(Records from a collection)
+===+
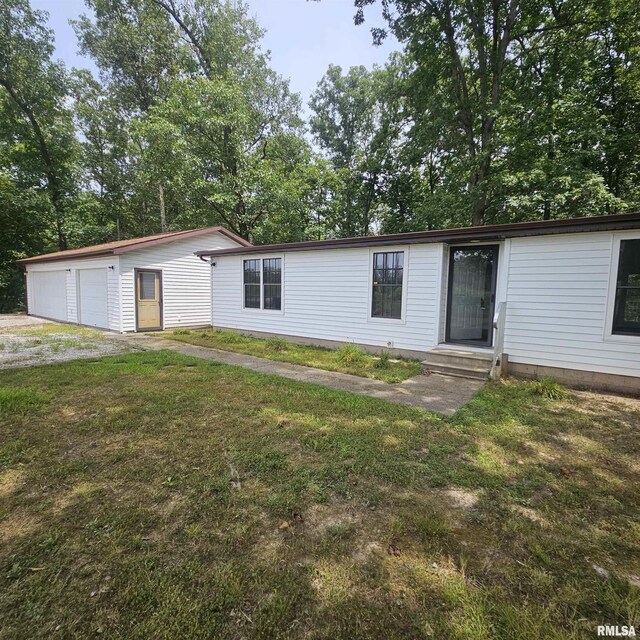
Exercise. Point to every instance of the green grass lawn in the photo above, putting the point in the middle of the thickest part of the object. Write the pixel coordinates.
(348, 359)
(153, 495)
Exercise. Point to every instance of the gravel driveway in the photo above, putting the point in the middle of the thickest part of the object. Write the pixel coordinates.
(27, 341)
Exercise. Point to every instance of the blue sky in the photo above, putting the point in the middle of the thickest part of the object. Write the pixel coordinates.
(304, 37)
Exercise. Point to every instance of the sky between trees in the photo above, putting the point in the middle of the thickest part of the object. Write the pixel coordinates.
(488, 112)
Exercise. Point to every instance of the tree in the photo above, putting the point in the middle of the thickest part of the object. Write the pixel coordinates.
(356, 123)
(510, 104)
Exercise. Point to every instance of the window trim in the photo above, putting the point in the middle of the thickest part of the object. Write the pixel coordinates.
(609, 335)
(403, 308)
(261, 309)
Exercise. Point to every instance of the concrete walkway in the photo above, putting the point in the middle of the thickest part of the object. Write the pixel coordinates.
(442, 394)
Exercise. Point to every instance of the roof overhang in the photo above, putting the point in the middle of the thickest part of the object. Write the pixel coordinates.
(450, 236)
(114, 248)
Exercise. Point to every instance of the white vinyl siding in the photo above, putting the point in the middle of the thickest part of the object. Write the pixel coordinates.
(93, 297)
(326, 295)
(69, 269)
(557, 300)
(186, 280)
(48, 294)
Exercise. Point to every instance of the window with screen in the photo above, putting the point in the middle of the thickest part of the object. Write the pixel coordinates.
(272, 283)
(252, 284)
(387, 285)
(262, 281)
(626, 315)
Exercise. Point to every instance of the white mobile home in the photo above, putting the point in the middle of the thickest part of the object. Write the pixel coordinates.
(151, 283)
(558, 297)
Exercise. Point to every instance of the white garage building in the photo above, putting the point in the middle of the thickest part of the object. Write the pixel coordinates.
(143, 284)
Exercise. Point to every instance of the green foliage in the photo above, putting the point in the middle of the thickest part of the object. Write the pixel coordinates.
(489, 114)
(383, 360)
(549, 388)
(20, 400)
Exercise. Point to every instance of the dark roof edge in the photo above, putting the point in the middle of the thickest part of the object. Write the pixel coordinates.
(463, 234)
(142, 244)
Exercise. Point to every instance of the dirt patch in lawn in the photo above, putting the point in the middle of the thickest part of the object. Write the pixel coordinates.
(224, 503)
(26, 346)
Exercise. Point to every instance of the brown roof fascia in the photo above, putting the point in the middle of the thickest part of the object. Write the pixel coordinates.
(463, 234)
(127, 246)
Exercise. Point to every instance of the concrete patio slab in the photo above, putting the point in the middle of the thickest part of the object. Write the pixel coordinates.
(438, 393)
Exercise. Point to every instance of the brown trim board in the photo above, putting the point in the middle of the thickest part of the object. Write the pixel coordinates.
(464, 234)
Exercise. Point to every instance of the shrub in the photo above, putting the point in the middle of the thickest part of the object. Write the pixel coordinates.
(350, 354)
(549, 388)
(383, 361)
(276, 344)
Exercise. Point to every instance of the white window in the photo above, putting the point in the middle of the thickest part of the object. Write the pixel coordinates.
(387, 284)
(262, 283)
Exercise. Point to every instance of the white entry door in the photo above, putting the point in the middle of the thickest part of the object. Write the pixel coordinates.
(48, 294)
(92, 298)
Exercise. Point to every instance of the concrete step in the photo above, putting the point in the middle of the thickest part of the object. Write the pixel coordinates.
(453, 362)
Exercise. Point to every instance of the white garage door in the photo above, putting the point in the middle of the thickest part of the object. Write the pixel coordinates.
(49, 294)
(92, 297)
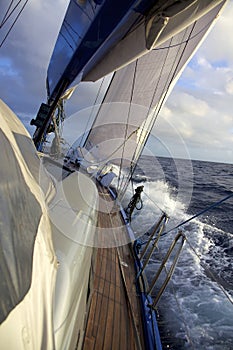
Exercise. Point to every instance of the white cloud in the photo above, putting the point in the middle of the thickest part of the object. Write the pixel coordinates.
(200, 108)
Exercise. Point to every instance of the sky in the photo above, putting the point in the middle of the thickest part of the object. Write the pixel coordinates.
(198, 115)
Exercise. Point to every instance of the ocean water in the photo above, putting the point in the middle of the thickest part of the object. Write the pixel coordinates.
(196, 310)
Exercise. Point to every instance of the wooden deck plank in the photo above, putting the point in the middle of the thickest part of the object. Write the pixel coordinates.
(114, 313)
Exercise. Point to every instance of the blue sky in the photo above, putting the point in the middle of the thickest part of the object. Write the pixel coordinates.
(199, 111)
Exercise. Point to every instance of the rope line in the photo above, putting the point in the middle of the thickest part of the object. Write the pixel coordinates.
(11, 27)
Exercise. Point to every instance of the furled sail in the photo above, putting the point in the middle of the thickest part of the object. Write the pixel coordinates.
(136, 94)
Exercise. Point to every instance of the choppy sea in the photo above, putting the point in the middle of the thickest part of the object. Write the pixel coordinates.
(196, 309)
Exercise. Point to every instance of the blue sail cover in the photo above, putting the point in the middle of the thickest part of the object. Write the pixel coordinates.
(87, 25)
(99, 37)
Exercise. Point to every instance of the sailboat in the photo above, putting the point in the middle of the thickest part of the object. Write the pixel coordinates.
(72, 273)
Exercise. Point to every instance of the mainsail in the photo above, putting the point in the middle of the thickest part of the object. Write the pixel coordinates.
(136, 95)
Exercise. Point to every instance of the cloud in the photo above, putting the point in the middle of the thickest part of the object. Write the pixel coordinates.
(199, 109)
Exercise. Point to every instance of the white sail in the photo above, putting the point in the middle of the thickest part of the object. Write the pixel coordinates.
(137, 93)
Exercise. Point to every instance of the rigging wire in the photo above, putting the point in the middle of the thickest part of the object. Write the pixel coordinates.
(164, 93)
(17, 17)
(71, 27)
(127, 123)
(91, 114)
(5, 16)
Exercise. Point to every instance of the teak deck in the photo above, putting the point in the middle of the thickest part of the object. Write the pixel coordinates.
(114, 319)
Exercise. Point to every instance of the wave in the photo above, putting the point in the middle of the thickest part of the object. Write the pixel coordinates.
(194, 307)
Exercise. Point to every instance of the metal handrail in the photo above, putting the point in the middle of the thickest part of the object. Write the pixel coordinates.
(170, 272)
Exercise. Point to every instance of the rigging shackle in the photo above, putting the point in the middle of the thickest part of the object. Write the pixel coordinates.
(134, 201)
+===+
■ DIRECTIONS FOR THIS TASK ■
Give all the lines above again, character for character, without pictures.

■ SOLUTION TO THIS TASK ■
Exercise. Point to every instance of the green grass lawn in the photo above, putting the point in the middle of the thickest part of the object. Write the pixel coordinates.
(348, 359)
(153, 495)
Exercise. Point to every instance of the gravel driveway in the photo above, putting the point in the middle of the thickest part of the object. Write the pixel coordinates.
(27, 341)
Exercise. Point to every instance of the blue sky in the photo above, putting the point in the middle of the thickest part of the object. Write the pixel coordinates.
(304, 37)
Exercise. Point to every instance of the sky between trees in the photo above, putting the point in the middle of the thickest part of the object. Write the pixel coordinates.
(488, 112)
Exercise. Point to every instance of the tree in the photo above, putting the point in the middle of the thickest part of the object. Write the pixel coordinates.
(356, 123)
(510, 104)
Exercise. Point to every instance of the window trim in the photo above, putting the point in the middle of the thickest part of the object. Write the pixel coordinates.
(609, 335)
(403, 308)
(261, 309)
Exercise. Point to every instance of the concrete walkway in the photo above, putting the point in the middle of the thickest part of the object. Write the pixel coordinates.
(442, 394)
Exercise. Point to every instance of the roof overhang in the photo above, putting the point in the middle of the thickest part of the object. Write the pixel coordinates.
(450, 236)
(114, 248)
Exercise. Point to every instance of the white vinyl siding in the photo above, putting the point in the middle of the thickest part of the object. Write the pixel coordinates.
(93, 297)
(326, 295)
(69, 269)
(557, 300)
(186, 280)
(48, 294)
Exercise. Point to every instance of the window with screen in the photo above, putting the point in the middle of the thickest part of the object. Write the pixel coordinates.
(272, 283)
(252, 284)
(387, 285)
(262, 281)
(626, 315)
Exercise. Point to every instance of the white mobile home in the photo above, putting the point in the middle of the thickest part of the object. Write the pixel coordinates.
(151, 283)
(558, 297)
Exercise. Point to every instance of the white garage building in the photo above, putting the point in the middle of the thickest part of the object. Write the pixel coordinates.
(143, 284)
Exercise. Point to every instance of the green foliage in the photo above, putting the point in the middle of the thickest part of the object. Write the pixel coordinates.
(489, 114)
(383, 360)
(549, 388)
(20, 400)
Exercise. Point to every instance of the dark roof edge in the photo above, putting the point in the middle of the thickest part of the object. Write the pixel coordinates.
(463, 234)
(142, 244)
Exercise. Point to every instance of the dirt patch in lawn in the photo above, putting the point in the middle of the thickest part of the object. Write the pixel coordinates.
(224, 503)
(26, 346)
Exercise. Point to every instance of the brown roof fascia in the photo above, putting the point in the middle of the thickest part of the object. Write the pixel coordinates.
(463, 234)
(127, 246)
Exercise. Point to every instance of the concrete patio slab in the photo above, putting the point in the middle of the thickest part of the object. Write the pixel coordinates.
(438, 393)
Exercise. Point to every instance of the brown trim board in the photo above, putting the point in the middle of the thickest part of the object. Write the pixel coordinates.
(464, 234)
Exercise. Point to every instance of the shrub in the photo above, putting the point in the middle of the thickest part of the object. Write the pixel coordinates.
(350, 354)
(549, 388)
(383, 361)
(276, 344)
Exercise. Point to every instance of the white window in the photo above, putting the point in the middle of the thickest part of the object. Write the pixel coordinates.
(387, 284)
(262, 283)
Exercise. Point to every instance of the white entry door in the photo above, putting the point in the middle of the thickest part of the object. Write the pixel coordinates.
(48, 294)
(92, 298)
Exercise. Point to every instance of the concrete step in the photo above, putting the point in the middle of the thickest part of the object. Write the pixel coordinates.
(453, 362)
Exercise. Point to every instance of the white garage door in the photo above, putting the point in the middle of the thickest part of the object. Write the pixel coordinates.
(49, 294)
(92, 297)
Exercise. Point to every instance of the white cloud in the photo above, putting the point in the middle of the thickest part of the object. Write the pixel coordinates.
(200, 108)
Exercise. Point to every instance of the sky in the photo above, putting the point in the middle of the thickest part of the object. Write the pixel coordinates.
(198, 115)
Exercise. Point to every instance of the ocean water in the photo above, putting the point in the middle of the thickest part of the object. Write the pixel coordinates.
(196, 310)
Exercise. Point to every instance of the wooden deck plank in the photo above, putting the point in the middle of the thickest part of the object. Write the pixel coordinates.
(114, 313)
Exercise. Point to every instance of the blue sky in the photo above, putting the point in the middle of the thickest part of the object. Write the pixel coordinates.
(199, 111)
Exercise. Point to every instance of the rope line in the photo above, putting the point in the middle of the thickest part of the object. Write the pixel coordinates.
(11, 27)
Exercise. Point to every instance of the furled sail in the photo above, putting the point in the middle of the thickest part of the object. Write the pixel coordinates.
(136, 94)
Exercise. Point to every instance of the choppy sea in the photo above, putting the point in the middle of the thickest part of the object. Write the pixel coordinates.
(196, 309)
Exercise. Point to every instance of the blue sail cover in the photo above, putting the point in the middle of the thickest part of the object. Write the pixel coordinates.
(87, 25)
(99, 37)
Exercise. Point to every instance of the sailboat in the photo above, putting the point in the middle of the thickest part of the object. Write the pixel coordinates.
(72, 273)
Exercise. Point to every instance of the mainsail in the photo above, putting the point in the middle of the thickest part of the object. Write the pixel coordinates.
(136, 95)
Exercise. Point to every instance of the cloud in the photo above, putting the point in the middle of the thickest part of the object. Write the pixel coordinates.
(199, 109)
Exercise. Point to every instance of the white sail in the photo above, putting the point in the middle of the thickest part of the object. Write the pixel coordinates.
(137, 93)
Exercise. Point to every instance of the rigging wire in the photo above, putting the point in the middle of the thickest part of the object. Write the pixel coordinates.
(164, 93)
(17, 17)
(71, 27)
(127, 123)
(91, 114)
(5, 16)
Exercise. Point to every instance of the teak deck in the photo above, putting the point in the middle of the thickest part of the object. Write the pixel coordinates.
(114, 319)
Exercise. Point to every instance of the wave in the photo above, putting the point in the middle of the thickest part of the object. Write the pixel coordinates.
(194, 307)
Exercise. Point to every instance of the metal handrail in the photo above, putting the point in the middle of the thickest part of the object. Write the pixel coordinates.
(170, 272)
Exercise. Point to every instance of the rigging shackle in the photo above, putting the point in the middle of the thickest part of the object. Write the pixel coordinates.
(134, 201)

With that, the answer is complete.